**Exercise**. Output the data below in full, byte for byte. Nothing may differ.
==== Information ====
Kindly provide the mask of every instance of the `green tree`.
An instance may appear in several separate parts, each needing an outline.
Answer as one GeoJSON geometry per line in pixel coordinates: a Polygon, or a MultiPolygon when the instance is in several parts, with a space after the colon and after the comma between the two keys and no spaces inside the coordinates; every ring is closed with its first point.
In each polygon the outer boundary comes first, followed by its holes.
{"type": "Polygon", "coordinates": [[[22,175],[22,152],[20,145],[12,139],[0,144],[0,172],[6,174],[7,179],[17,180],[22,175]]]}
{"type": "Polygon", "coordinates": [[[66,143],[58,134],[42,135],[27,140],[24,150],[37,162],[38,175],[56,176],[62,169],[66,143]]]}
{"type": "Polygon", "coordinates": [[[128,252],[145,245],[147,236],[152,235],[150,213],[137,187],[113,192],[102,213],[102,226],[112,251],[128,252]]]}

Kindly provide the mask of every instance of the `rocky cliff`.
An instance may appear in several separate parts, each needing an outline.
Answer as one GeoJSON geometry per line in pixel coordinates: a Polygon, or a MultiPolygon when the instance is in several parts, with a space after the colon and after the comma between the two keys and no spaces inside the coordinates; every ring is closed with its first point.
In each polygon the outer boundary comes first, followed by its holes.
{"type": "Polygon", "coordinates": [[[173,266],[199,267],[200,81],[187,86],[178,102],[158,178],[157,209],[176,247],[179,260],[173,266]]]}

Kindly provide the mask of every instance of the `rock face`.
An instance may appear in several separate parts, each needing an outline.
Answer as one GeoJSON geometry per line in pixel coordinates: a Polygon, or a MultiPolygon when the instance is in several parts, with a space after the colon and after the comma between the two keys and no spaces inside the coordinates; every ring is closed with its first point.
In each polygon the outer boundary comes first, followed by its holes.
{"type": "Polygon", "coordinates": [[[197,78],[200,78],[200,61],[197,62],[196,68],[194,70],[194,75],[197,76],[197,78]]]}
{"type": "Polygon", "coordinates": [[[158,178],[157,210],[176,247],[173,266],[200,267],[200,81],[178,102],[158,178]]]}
====
**Solution below**.
Kindly provide the mask of every instance of the `green tree`.
An instance may appear in several separate parts, each needing an outline.
Answer as one GeoJSON geometry per line in pixel coordinates: a Polygon, or a MultiPolygon when the instance is in several parts, with a space after the colon and after the comma between the two keys and no spaces inside the coordinates; every ring is closed with its first point.
In each polygon the outer boundary comes first, followed by its holes.
{"type": "Polygon", "coordinates": [[[22,175],[22,152],[20,145],[12,139],[0,144],[0,172],[6,174],[7,179],[17,180],[22,175]]]}
{"type": "Polygon", "coordinates": [[[66,143],[58,134],[42,135],[27,140],[24,150],[37,162],[38,175],[56,176],[62,169],[66,143]]]}
{"type": "Polygon", "coordinates": [[[128,252],[145,245],[147,236],[152,235],[150,213],[137,187],[113,192],[102,213],[102,226],[112,251],[128,252]]]}

Kindly provide the mask of every instance of the `rocky cliff`.
An instance may appear in several separate parts, each needing an outline.
Answer as one GeoJSON geometry per line in pixel coordinates: a Polygon, or a MultiPolygon when the instance is in several parts, with a space after the colon and after the comma between the two keys and no spaces inside the coordinates; every ring is closed with its first point.
In each polygon the outer boundary comes first, followed by its holes.
{"type": "Polygon", "coordinates": [[[173,266],[199,267],[200,81],[187,86],[178,102],[158,178],[157,209],[176,247],[179,260],[173,266]]]}

Kindly provide the mask of every instance of the `rock face`.
An instance may appear in several separate parts, each needing an outline.
Answer as one GeoJSON geometry per line in pixel coordinates: a Polygon, or a MultiPolygon when the instance is in several parts, with a space after the colon and after the comma between the two keys and no spaces inside the coordinates; every ring is closed with its first point.
In each polygon the outer boundary comes first, followed by its holes.
{"type": "Polygon", "coordinates": [[[197,78],[200,78],[200,61],[197,62],[196,68],[194,70],[194,75],[197,76],[197,78]]]}
{"type": "Polygon", "coordinates": [[[158,178],[157,210],[176,247],[173,266],[200,267],[200,81],[178,102],[158,178]]]}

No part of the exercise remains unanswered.